- _Wybrany tekst_
Problem nadmiaru kobiet. - Netkobiety.pl

Dołącz do Forum Kobiet Netkobiety.pl! To miejsce zostało stworzone dla pełnoletnich, aktywnych i wyjątkowych kobiet, właśnie takich jak Ty! Otrzymasz tutaj wsparcie oraz porady użytkowniczek forum! Zobacz jak wiele nas łączy ...

Szukasz darmowej porady, wsparcia ? Nie zwlekaj zarejestruj się !!!


Forum Kobiet » MIŁOŚĆ , ZWIĄZKI , PARTNERSTWO » Problem nadmiaru kobiet.

Strony 1

Zaloguj się lub zarejestruj by napisać odpowiedź

Posty [ 48 ]

1 Ostatnio edytowany przez Boss (2016-03-14 23:13:14)

Temat: Problem nadmiaru kobiet.

Witam Panie smile

Mój 'problem' jest bardzo nietypowy i polega na tym,że nigdy nie musiałem gonić tego przysłowiowego króliczka.U mnie odbywa się to na zasadzie takiej,że to kobiety za mną biegają a mnie to po prostu zaczyna nudzić.No bo jak coś przychodzi łatwo to tego nie szanujemy i tak też moje związki wyglądały.Kilka miesięcy to było maks.,bo we mnie się coś wypalało.
Kobiety mnie uwielbiają i jak któraś mi się spodoba i już sobie myślę,że może teraz będzie trudniej i trzeba będzie za panną trochę polatać to oczywiście ja jej też się podobam i znowu idzie z górki.

- _Zadania_
a) Zamień we wpisach „windshield” na „windscreen” i podaj ponownie wiersze od tego z „q: distant house” aż do tego z „[0,34,304,296]” włącznie, bez żadnych innych zmian.
b) Podejmij tekst o problemie nadmiaru kobiet i dopisz, co następuje po jego ostatnim zdaniu.

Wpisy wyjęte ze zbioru
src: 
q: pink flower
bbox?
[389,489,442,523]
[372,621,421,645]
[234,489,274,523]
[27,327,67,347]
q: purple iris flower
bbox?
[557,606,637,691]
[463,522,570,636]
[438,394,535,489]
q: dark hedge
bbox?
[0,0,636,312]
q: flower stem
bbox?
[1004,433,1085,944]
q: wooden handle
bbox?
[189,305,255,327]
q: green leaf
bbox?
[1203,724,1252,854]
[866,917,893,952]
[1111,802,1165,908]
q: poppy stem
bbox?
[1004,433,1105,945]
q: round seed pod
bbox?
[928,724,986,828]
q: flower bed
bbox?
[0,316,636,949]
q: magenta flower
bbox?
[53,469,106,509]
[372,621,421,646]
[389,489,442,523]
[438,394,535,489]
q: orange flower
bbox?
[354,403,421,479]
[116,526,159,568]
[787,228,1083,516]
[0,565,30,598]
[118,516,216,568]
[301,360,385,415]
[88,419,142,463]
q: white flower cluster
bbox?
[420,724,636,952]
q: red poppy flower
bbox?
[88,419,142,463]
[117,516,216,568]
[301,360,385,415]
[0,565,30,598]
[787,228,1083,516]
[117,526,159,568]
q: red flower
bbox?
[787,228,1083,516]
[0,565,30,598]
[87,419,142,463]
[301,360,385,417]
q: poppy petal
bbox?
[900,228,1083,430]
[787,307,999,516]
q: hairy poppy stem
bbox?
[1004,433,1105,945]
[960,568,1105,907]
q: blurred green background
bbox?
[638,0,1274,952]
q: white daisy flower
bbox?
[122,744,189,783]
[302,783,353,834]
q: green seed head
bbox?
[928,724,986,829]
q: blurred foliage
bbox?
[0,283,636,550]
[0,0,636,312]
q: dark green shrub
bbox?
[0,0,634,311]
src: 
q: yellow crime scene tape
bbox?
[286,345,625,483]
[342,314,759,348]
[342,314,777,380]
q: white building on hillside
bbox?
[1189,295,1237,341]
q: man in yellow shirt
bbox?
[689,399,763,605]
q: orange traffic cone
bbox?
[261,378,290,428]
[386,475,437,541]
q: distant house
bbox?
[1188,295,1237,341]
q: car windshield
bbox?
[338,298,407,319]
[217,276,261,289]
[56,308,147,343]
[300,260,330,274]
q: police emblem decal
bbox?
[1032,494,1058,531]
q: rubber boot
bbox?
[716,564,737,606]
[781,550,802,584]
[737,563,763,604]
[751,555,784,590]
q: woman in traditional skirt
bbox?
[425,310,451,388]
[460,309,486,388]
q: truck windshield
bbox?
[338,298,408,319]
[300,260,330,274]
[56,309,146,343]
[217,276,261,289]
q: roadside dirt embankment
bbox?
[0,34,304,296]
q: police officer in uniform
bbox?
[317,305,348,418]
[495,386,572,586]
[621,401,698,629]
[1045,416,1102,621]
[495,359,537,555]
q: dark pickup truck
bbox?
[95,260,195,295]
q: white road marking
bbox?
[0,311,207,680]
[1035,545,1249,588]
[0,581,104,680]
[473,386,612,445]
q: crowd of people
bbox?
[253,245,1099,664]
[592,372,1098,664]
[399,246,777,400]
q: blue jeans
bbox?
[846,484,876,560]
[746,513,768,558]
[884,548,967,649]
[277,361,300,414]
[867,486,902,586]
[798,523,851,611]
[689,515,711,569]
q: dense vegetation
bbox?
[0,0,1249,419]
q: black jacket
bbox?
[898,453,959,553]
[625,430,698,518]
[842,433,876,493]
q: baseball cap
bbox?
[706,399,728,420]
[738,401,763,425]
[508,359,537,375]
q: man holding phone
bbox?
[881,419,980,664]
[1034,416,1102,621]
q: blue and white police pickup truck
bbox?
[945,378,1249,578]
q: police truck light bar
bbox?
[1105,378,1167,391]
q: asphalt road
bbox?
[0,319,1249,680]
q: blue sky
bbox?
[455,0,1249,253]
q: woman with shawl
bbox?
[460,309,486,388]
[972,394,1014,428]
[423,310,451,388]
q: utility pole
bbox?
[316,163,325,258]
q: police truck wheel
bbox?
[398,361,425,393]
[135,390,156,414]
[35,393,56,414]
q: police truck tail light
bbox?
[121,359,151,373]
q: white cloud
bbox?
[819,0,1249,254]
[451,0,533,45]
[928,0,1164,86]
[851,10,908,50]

- _Odpowiedzi do zadań_
a)
q: distant house
bbox?
[1188,295,1237,341]
q: car windscreen
bbox?
[338,298,407,319]
[217,276,261,289]
[56,308,147,343]
[300,260,330,274]
q: police emblem decal
bbox?
[1032,494,1058,531]
q: rubber boot
bbox?
[716,564,737,606]
[781,550,802,584]
[737,563,763,604]
[751,555,784,590]
q: woman in traditional skirt
bbox?
[425,310,451,388]
[460,309,486,388]
q: truck windscreen
bbox?
[338,298,408,319]
[300,260,330,274]
[56,309,146,343]
[217,276,261,289]
q: roadside dirt embankment
bbox?
[0,34,304,296]

b)
Sytuacja z imprezy ostatniej.Byłem z kumplami,pijemy sobie piwko przy barze,podchodzi jakaś zajebista laska i mówi do mnie czy może mnie porwać do siebie.Ja jej mówię Kotku spokojnie,może najpierw czegoś się napijemy,potańczymy a potem się zobaczy no i tak też się stało,a kumple znowu nie mogli wyjść z podziwu i pytają co tym masz w tym swoim 'żadnym' ryju,że tak wszystkie na Ciebie lecą.Mógłbym mieć kilka partnerek podczas jednej imprezy.
Mam 29 lat a porządnie się nie zakochałem w żadnej kobiecie choć było ich setki.Czy myślicie,że przez taką ilość kobiet,stosunków, ja nie będę już w stanie założyć normalnej rodziny?Chciałbym w końcu poznać taką,która nie będzie leciała na mnie i będę musiał się mocno postarać by ją zdobyć.

Zobacz podobne tematy :

2

Odp: Problem nadmiaru kobiet.

Dobrze zrozumiałam, że współżyłeś ze setką Kobiet?

3

Odp: Problem nadmiaru kobiet.

Widać sam przyciągasz "łatwe panny". Uwierz mi, że znajdzie się sporo kobiet, które nawet na Ciebie nie spojrzą;)

4

Odp: Problem nadmiaru kobiet.
Krejzolka82 napisał/a:

Dobrze zrozumiałam, że współżyłeś ze setką Kobiet?

Nie liczyłem,ale koło setki lekko będzie.

5

Odp: Problem nadmiaru kobiet.
lilianna90 napisał/a:

Widać sam przyciągasz "łatwe panny". Uwierz mi, że znajdzie się sporo kobiet, które nawet na Ciebie nie spojrzą;)

No pewnie,że tak tylko gdzie one są?Ja nie mówię o mężatkach czy zajętych choć z tymi pierwszymi też miałem do czynienia nie raz nie dwa.

6

Odp: Problem nadmiaru kobiet.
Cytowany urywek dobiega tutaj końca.